Stored data
########################################

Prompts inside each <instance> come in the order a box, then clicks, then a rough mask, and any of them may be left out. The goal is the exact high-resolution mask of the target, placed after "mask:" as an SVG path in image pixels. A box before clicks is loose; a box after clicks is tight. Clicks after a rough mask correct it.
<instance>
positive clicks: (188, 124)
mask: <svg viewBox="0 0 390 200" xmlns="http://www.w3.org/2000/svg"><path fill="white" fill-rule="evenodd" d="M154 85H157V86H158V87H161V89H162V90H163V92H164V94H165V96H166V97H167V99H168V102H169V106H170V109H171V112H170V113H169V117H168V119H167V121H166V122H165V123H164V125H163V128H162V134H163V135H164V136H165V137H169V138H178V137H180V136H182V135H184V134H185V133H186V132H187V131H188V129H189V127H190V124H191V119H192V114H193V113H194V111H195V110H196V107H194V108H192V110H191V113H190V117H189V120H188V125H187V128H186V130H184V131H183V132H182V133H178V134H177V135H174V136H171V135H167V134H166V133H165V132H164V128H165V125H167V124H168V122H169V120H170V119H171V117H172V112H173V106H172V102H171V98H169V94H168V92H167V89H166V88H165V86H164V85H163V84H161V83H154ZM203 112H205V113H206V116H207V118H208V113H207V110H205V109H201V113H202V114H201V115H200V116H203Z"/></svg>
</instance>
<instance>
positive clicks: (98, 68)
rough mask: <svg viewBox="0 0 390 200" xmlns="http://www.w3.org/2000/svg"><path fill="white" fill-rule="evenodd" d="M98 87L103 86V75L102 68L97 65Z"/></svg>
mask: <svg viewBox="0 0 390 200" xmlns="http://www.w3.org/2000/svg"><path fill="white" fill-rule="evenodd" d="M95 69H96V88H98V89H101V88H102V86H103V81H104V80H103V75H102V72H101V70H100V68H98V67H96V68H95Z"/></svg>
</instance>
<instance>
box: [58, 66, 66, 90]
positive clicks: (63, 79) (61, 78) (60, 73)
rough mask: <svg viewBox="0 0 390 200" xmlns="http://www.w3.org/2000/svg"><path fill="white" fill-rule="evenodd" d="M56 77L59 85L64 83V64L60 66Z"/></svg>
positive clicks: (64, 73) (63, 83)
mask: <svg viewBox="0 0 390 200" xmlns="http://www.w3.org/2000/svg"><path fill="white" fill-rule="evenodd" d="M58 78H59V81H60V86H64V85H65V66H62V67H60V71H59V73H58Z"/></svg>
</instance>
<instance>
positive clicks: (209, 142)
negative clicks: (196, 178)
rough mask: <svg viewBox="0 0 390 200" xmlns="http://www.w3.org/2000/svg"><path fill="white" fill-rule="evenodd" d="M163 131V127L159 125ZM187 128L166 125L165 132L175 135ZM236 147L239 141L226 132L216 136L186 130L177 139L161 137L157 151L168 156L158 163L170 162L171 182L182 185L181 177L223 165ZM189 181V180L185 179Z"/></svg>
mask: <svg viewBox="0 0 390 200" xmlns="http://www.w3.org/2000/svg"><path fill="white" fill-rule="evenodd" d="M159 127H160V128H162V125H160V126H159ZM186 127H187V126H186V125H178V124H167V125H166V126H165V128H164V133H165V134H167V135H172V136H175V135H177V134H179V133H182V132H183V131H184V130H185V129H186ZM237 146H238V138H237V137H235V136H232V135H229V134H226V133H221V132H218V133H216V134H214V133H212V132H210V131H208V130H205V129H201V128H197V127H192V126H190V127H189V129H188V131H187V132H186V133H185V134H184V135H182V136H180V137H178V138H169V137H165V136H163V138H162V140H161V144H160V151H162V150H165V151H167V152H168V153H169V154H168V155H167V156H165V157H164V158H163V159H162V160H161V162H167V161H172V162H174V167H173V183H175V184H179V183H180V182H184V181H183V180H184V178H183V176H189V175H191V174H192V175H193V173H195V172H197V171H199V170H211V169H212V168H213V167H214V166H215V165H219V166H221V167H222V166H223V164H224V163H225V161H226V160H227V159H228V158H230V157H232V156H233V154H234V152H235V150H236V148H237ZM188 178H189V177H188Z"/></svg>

########################################

Task goal — A verbatim transcription is needed of the lines above, starting at the line with "box: [58, 66, 66, 90]" and ending at the line with "77L59 85L64 83V64L60", both included, and of nothing else.

Task response —
box: [58, 66, 66, 90]
positive clicks: (63, 79) (61, 78) (60, 73)
rough mask: <svg viewBox="0 0 390 200" xmlns="http://www.w3.org/2000/svg"><path fill="white" fill-rule="evenodd" d="M56 77L59 85L64 83V64L60 66Z"/></svg>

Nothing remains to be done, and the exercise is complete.